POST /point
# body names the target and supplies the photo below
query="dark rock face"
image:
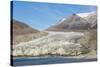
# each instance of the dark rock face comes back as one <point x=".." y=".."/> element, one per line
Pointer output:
<point x="21" y="28"/>
<point x="75" y="22"/>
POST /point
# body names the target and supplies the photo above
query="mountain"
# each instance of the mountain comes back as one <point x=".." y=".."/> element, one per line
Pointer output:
<point x="81" y="21"/>
<point x="91" y="17"/>
<point x="19" y="28"/>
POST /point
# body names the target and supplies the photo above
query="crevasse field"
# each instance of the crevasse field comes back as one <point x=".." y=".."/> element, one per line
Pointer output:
<point x="55" y="43"/>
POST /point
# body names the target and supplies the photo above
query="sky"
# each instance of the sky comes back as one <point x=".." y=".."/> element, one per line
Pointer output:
<point x="41" y="15"/>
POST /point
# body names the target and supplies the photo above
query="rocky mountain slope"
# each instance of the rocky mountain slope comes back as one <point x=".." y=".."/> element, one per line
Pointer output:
<point x="82" y="21"/>
<point x="19" y="28"/>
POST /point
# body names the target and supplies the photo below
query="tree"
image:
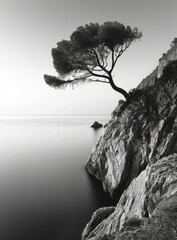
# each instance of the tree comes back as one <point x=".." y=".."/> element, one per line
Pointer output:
<point x="91" y="54"/>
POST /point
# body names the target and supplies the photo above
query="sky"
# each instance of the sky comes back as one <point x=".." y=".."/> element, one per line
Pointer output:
<point x="29" y="29"/>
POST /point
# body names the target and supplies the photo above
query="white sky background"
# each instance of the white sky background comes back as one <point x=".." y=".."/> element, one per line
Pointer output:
<point x="29" y="29"/>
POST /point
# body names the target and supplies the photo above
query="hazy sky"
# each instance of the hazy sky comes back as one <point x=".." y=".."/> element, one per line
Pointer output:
<point x="29" y="29"/>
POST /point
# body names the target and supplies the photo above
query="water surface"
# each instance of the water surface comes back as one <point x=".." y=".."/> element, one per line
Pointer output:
<point x="45" y="192"/>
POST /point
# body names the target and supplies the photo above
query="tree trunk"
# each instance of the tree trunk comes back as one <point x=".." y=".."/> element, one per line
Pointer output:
<point x="118" y="89"/>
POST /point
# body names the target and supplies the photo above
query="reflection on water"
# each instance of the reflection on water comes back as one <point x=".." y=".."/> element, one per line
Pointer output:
<point x="45" y="192"/>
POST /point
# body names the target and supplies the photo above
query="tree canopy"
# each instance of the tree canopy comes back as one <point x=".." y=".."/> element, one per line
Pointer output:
<point x="91" y="54"/>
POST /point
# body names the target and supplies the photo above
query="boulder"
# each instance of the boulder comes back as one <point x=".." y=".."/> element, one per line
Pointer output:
<point x="96" y="125"/>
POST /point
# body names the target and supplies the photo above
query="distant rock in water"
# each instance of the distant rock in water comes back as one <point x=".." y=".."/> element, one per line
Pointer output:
<point x="96" y="125"/>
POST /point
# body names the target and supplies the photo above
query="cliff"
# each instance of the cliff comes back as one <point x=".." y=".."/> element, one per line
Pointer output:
<point x="136" y="160"/>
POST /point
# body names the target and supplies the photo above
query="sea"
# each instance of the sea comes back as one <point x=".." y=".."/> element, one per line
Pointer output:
<point x="45" y="191"/>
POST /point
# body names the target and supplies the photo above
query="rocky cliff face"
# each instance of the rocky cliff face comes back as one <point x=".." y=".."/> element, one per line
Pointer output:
<point x="137" y="158"/>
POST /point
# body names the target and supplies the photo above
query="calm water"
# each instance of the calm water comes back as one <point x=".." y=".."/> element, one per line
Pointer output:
<point x="45" y="192"/>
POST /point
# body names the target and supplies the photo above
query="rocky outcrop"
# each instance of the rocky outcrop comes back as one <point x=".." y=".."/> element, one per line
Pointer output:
<point x="136" y="206"/>
<point x="96" y="125"/>
<point x="140" y="132"/>
<point x="137" y="158"/>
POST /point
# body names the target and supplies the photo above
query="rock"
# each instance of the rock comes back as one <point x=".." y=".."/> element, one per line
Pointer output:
<point x="137" y="157"/>
<point x="162" y="225"/>
<point x="97" y="218"/>
<point x="139" y="133"/>
<point x="96" y="125"/>
<point x="139" y="202"/>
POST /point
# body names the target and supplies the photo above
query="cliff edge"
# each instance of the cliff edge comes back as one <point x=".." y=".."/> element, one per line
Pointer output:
<point x="136" y="160"/>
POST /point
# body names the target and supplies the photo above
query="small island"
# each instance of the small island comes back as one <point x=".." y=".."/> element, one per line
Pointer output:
<point x="96" y="125"/>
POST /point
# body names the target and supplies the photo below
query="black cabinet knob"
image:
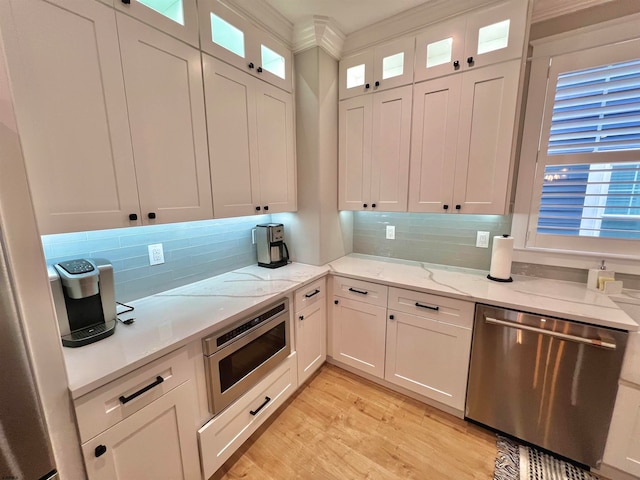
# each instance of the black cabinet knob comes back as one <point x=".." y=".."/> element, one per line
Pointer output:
<point x="100" y="450"/>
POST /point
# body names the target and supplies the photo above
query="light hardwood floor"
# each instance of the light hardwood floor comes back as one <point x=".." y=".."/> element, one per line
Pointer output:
<point x="340" y="426"/>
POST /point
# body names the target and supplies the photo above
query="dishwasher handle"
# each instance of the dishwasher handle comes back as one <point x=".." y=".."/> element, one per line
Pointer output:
<point x="572" y="338"/>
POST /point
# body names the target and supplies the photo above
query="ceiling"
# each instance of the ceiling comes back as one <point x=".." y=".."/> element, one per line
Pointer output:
<point x="352" y="15"/>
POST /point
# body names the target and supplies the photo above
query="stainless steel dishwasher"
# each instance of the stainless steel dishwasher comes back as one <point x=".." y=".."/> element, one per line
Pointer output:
<point x="547" y="381"/>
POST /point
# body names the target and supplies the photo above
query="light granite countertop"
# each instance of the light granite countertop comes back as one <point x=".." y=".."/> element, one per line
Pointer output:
<point x="569" y="300"/>
<point x="172" y="319"/>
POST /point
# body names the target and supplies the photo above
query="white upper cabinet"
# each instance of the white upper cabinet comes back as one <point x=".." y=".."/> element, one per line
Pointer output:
<point x="227" y="35"/>
<point x="251" y="143"/>
<point x="380" y="68"/>
<point x="373" y="157"/>
<point x="178" y="18"/>
<point x="487" y="36"/>
<point x="165" y="100"/>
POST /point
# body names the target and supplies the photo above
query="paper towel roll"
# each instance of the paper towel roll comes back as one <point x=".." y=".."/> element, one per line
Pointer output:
<point x="501" y="258"/>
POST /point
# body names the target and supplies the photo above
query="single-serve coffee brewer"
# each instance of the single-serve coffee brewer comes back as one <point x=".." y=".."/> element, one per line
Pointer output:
<point x="84" y="298"/>
<point x="272" y="251"/>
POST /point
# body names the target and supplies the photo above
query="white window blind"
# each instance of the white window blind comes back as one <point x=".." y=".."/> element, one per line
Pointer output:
<point x="590" y="168"/>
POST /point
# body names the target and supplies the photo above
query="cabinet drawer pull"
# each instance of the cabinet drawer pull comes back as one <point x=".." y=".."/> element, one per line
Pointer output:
<point x="157" y="382"/>
<point x="264" y="404"/>
<point x="361" y="292"/>
<point x="436" y="308"/>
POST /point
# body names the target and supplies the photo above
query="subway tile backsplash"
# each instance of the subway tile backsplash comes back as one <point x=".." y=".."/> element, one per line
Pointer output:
<point x="192" y="251"/>
<point x="432" y="238"/>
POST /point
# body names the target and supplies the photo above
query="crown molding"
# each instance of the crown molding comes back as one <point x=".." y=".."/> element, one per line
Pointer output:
<point x="318" y="31"/>
<point x="266" y="17"/>
<point x="546" y="9"/>
<point x="409" y="21"/>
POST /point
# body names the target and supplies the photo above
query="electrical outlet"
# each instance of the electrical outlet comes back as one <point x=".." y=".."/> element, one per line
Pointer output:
<point x="391" y="232"/>
<point x="482" y="239"/>
<point x="156" y="255"/>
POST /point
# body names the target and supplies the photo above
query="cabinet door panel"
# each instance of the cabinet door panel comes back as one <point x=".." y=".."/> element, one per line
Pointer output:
<point x="487" y="119"/>
<point x="438" y="47"/>
<point x="311" y="342"/>
<point x="390" y="149"/>
<point x="436" y="106"/>
<point x="355" y="119"/>
<point x="231" y="118"/>
<point x="157" y="442"/>
<point x="428" y="357"/>
<point x="359" y="335"/>
<point x="71" y="110"/>
<point x="178" y="18"/>
<point x="163" y="80"/>
<point x="276" y="162"/>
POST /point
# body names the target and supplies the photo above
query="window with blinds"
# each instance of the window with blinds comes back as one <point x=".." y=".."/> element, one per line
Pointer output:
<point x="596" y="115"/>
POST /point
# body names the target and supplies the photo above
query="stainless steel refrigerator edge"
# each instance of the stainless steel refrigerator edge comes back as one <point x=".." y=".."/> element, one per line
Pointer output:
<point x="31" y="295"/>
<point x="547" y="381"/>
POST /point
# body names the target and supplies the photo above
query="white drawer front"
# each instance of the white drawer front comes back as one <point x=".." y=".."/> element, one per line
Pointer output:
<point x="311" y="294"/>
<point x="222" y="436"/>
<point x="98" y="410"/>
<point x="443" y="309"/>
<point x="361" y="291"/>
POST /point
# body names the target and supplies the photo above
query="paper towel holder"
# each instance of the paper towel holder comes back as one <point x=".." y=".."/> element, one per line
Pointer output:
<point x="503" y="280"/>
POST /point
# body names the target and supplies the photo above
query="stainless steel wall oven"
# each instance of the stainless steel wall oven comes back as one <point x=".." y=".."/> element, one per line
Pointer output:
<point x="237" y="357"/>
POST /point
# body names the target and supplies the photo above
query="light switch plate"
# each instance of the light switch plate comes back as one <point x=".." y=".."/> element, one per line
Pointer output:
<point x="482" y="239"/>
<point x="156" y="255"/>
<point x="391" y="232"/>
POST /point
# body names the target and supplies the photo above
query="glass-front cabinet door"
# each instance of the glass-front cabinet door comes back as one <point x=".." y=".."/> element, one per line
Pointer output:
<point x="178" y="18"/>
<point x="495" y="34"/>
<point x="229" y="36"/>
<point x="386" y="66"/>
<point x="440" y="50"/>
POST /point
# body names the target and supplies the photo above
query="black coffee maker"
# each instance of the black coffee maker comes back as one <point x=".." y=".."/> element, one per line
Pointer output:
<point x="84" y="297"/>
<point x="272" y="251"/>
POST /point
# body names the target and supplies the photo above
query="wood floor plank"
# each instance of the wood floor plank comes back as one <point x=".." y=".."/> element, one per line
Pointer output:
<point x="340" y="426"/>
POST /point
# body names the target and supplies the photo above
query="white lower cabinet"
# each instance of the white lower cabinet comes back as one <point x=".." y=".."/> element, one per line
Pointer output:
<point x="156" y="442"/>
<point x="359" y="326"/>
<point x="222" y="436"/>
<point x="428" y="345"/>
<point x="623" y="443"/>
<point x="311" y="328"/>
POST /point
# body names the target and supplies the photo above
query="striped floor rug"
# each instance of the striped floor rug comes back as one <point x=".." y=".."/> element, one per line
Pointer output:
<point x="519" y="462"/>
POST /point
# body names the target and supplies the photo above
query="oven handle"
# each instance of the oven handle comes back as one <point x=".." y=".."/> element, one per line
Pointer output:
<point x="564" y="336"/>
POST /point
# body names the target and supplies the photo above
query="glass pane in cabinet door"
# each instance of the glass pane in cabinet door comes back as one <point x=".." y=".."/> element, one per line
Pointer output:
<point x="440" y="52"/>
<point x="172" y="9"/>
<point x="273" y="62"/>
<point x="393" y="66"/>
<point x="227" y="36"/>
<point x="355" y="76"/>
<point x="493" y="37"/>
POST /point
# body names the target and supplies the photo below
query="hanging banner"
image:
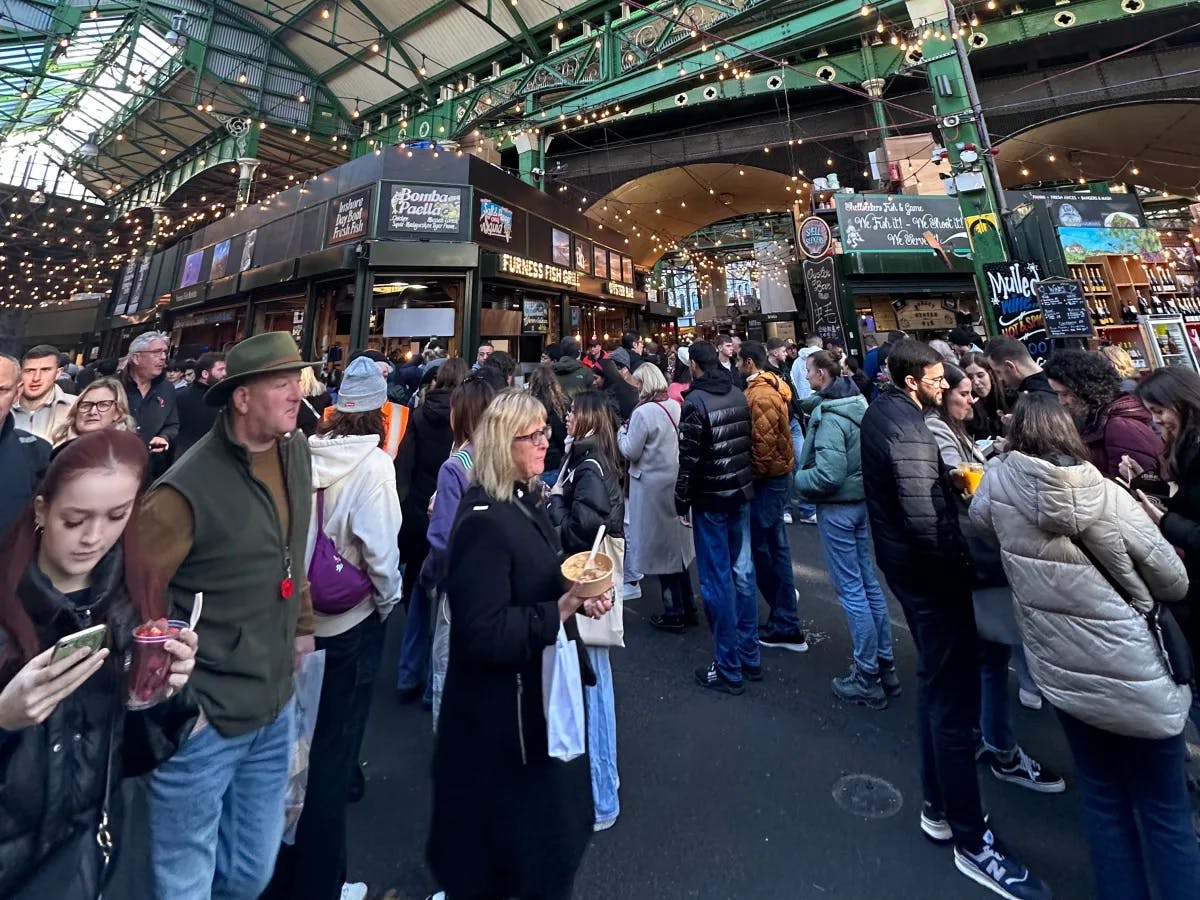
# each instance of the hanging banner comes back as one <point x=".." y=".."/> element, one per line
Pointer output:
<point x="1014" y="301"/>
<point x="901" y="223"/>
<point x="825" y="309"/>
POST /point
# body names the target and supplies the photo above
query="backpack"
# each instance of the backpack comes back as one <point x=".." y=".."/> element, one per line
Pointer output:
<point x="336" y="585"/>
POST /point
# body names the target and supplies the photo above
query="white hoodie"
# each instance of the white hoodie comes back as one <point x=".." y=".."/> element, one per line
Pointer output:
<point x="361" y="517"/>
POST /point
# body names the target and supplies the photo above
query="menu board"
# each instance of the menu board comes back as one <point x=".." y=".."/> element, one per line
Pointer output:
<point x="1015" y="305"/>
<point x="901" y="223"/>
<point x="1063" y="307"/>
<point x="825" y="310"/>
<point x="535" y="317"/>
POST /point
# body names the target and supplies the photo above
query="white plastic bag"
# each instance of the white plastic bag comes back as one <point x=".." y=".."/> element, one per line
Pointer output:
<point x="562" y="697"/>
<point x="307" y="697"/>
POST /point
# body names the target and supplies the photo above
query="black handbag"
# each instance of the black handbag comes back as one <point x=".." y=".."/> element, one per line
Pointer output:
<point x="1173" y="645"/>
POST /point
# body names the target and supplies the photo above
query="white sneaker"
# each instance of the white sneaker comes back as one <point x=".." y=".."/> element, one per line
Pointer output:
<point x="1029" y="699"/>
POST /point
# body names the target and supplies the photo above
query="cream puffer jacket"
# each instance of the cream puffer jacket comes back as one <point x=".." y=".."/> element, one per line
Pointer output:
<point x="1091" y="654"/>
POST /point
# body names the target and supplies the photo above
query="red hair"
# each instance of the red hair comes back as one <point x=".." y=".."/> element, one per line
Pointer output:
<point x="96" y="451"/>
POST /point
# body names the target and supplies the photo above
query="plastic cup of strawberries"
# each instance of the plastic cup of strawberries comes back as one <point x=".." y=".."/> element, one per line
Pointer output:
<point x="151" y="663"/>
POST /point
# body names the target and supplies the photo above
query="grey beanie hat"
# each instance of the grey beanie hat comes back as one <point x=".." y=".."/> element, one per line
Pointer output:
<point x="364" y="388"/>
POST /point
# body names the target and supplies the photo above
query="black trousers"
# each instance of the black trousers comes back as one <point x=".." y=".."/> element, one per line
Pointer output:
<point x="942" y="623"/>
<point x="315" y="867"/>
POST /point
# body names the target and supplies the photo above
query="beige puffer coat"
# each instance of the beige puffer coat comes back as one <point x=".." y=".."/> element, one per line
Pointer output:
<point x="1091" y="654"/>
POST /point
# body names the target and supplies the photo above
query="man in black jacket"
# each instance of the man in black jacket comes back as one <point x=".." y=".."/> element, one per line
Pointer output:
<point x="153" y="399"/>
<point x="196" y="417"/>
<point x="23" y="456"/>
<point x="923" y="556"/>
<point x="714" y="490"/>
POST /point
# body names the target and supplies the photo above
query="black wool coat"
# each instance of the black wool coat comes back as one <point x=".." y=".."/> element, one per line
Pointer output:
<point x="508" y="820"/>
<point x="53" y="775"/>
<point x="913" y="520"/>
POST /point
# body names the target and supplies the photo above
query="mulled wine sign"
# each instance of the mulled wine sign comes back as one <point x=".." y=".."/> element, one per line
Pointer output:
<point x="1014" y="301"/>
<point x="825" y="310"/>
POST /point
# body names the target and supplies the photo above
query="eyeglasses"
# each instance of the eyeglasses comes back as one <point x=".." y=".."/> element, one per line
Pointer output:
<point x="535" y="437"/>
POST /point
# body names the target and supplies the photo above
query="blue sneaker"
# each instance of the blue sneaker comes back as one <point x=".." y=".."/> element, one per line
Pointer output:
<point x="1000" y="873"/>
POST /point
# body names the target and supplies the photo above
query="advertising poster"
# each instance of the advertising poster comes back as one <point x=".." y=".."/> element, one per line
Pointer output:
<point x="1014" y="300"/>
<point x="561" y="247"/>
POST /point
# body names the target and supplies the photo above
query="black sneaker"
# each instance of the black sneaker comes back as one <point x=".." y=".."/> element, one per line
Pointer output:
<point x="714" y="681"/>
<point x="1000" y="873"/>
<point x="934" y="825"/>
<point x="888" y="677"/>
<point x="861" y="688"/>
<point x="793" y="641"/>
<point x="667" y="623"/>
<point x="1023" y="769"/>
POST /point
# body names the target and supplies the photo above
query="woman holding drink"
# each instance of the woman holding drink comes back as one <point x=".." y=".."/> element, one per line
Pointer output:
<point x="993" y="598"/>
<point x="67" y="736"/>
<point x="509" y="821"/>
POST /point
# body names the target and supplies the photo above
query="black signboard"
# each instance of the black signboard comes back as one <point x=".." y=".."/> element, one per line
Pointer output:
<point x="825" y="309"/>
<point x="900" y="223"/>
<point x="424" y="209"/>
<point x="349" y="217"/>
<point x="1086" y="210"/>
<point x="535" y="317"/>
<point x="1014" y="304"/>
<point x="1065" y="307"/>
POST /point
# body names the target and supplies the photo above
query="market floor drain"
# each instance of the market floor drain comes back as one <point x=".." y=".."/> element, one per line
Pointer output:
<point x="867" y="796"/>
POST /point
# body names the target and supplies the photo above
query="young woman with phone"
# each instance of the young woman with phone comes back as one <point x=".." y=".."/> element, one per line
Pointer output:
<point x="66" y="738"/>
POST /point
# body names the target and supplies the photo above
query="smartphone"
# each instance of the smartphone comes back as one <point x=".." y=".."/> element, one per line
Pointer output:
========
## The problem
Extract every line of the listing above that contains the string "steel", with case counting in the match.

## Problem solution
query="stainless steel dishwasher"
# each instance of the stainless steel dishwasher comes back as one <point x=".." y=".."/> element, one per line
query="stainless steel refrigerator edge"
# each instance of the stainless steel refrigerator edge comes back as one <point x=".." y=".."/> element, one per line
query="stainless steel wall oven"
# each instance of the stainless steel wall oven comes back as one <point x=".." y=".."/> element, one per line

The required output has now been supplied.